- THE PROBLEM -
Write out the listing beneath this instruction in its entirety, exactly as it reads.
— Begin INPUT ROWS —
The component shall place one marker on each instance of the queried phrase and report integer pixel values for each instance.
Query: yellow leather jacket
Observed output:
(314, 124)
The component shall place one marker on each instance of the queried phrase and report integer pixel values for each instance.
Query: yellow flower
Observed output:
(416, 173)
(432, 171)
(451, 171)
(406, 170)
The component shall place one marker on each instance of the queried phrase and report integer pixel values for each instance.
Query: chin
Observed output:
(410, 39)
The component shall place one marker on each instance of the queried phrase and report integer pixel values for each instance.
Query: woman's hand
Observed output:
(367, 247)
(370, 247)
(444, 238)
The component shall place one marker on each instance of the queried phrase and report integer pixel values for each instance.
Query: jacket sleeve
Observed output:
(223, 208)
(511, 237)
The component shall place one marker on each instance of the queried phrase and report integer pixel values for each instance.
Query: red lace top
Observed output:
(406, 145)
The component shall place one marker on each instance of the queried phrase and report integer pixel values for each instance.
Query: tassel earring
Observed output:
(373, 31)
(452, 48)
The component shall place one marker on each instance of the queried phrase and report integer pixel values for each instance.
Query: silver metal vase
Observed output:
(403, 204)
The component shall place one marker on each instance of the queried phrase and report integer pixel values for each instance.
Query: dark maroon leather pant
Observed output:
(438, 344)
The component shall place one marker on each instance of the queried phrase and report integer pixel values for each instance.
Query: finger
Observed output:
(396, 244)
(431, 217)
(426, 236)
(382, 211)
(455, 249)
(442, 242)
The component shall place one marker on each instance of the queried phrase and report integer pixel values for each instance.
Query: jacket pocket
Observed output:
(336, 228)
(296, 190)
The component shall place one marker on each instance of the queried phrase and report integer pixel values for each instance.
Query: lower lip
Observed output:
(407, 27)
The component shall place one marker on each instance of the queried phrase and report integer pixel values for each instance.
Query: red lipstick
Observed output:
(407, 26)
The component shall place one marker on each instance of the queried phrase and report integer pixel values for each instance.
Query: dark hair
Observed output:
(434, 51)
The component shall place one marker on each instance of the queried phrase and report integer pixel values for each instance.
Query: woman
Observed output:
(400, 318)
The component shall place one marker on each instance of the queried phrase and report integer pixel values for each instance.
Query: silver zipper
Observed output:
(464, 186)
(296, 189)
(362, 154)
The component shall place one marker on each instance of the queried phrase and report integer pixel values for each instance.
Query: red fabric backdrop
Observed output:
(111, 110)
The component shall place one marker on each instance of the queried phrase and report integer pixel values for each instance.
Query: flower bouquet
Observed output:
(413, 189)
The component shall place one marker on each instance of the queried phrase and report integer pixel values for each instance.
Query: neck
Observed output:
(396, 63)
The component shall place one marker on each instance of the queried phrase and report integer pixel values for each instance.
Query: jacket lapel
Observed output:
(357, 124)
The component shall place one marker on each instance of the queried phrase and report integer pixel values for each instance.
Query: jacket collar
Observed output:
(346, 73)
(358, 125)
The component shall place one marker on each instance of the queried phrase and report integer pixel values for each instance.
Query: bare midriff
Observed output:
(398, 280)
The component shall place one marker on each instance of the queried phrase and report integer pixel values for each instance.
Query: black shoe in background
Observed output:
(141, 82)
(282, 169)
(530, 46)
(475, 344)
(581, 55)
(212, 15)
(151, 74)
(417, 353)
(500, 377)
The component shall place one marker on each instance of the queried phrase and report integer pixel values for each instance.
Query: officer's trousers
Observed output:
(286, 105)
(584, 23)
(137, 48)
— End INPUT ROWS —
- RIGHT ANSWER -
The component shall place one marker on each instance of the queried phrase and report integer pixel values for each instance.
Query: yellow leather jacket
Observed output:
(314, 124)
The component shall place one marker on each instance of the queried phrase and report integer pixel values for each instance.
Query: yellow flower
Observed output:
(416, 173)
(432, 171)
(451, 171)
(406, 170)
The component shall place one marker on each instance of the queried phrase and report integer pixel values for each instance.
Query: chin
Observed output:
(410, 39)
The component shall place one marker on each instance of the queried phrase and report integer pixel values for each instance.
Query: woman's hand
Observed output:
(367, 247)
(370, 247)
(444, 238)
The component shall place one marker on each instance of the queried phrase and report integer pixel values for each instance.
Query: jacket sleeve
Observed output:
(223, 208)
(511, 237)
The component shall place one marker on each instance of the queried phrase and report integer pixel values for each instance.
Query: red lace top
Observed output:
(406, 145)
The component shall place one marker on each instance of the queried phrase and report integer pixel values for each instance.
Query: tassel earring
Observed output:
(373, 31)
(452, 48)
The component shall place one marker on each instance of the queried phrase and report integer pixel values for each instance.
Query: silver metal vase
Observed output:
(403, 204)
The component shall place one marker on each instance of the queried phrase and report integer pixel values for each instance.
Query: dark maroon leather pant
Observed output:
(438, 344)
The component shall place one marker on each instance of the queried phrase and report integer pixel values for each instance.
Query: finger
Observed output:
(396, 244)
(431, 217)
(426, 236)
(382, 211)
(455, 249)
(442, 242)
The component shall place one marker on each instance of the queried phrase and report integer pixel values for each instance.
Query: jacket pocket
Observed output:
(336, 228)
(296, 190)
The component shall place one marker on each instance of the queried phrase and report integer pixel values for each instance.
Query: lower lip
Observed output:
(407, 27)
The component shall place one marker on each instance of the queried phrase and report integer pixel values for each instance.
Query: red lipstick
Observed output:
(407, 26)
The component shall place one marker on each instance of the queried phrase and report integer pixel values for each instance.
Query: dark hair
Observed output:
(434, 51)
The component shall place one marker on each instance of the queried phrase and report integer pixel values for each instance.
Query: woman
Observed output:
(400, 318)
The component shall place one marker on each instance of the queried phrase and report integer pixel values for each instance.
Query: silver zipper
Observed output:
(464, 186)
(296, 189)
(362, 154)
The component shall place one marker on each instance of the queried phrase and report integer pixel values for each instance.
Query: red fabric backdrop
Observed output:
(111, 110)
The component shall place one marker on each instance of the queried phrase and report integer pixel values for each instance.
Query: flower bouquet
Observed output:
(413, 189)
The component shall place one marker on each instance of the queried phrase and report integer pixel values for each instance.
Query: neck
Observed output:
(396, 63)
The component shall place one marker on each instance of the queried phrase and report integer pixel values for each instance.
Query: jacket lapel
Observed output:
(357, 124)
The component shall place one marker on each instance of the queried phrase and report integer pixel values for each instance.
Query: jacket collar
Observed output:
(346, 73)
(358, 125)
The component shall place one marker on each instance of the queried phrase and report integer pixel values for each instance.
Query: bare midriff
Observed output:
(398, 280)
The component shall place one marker on each instance of the queried phrase and report integer pixel values for each instance.
Query: black shoe in background
Observed output:
(141, 82)
(282, 169)
(530, 46)
(475, 344)
(581, 55)
(212, 15)
(151, 74)
(417, 353)
(500, 377)
The component shall place one marker on each instance of the queried phrase and report integer pixel values for each instance.
Query: officer's trousers
Observed output:
(286, 105)
(584, 23)
(137, 48)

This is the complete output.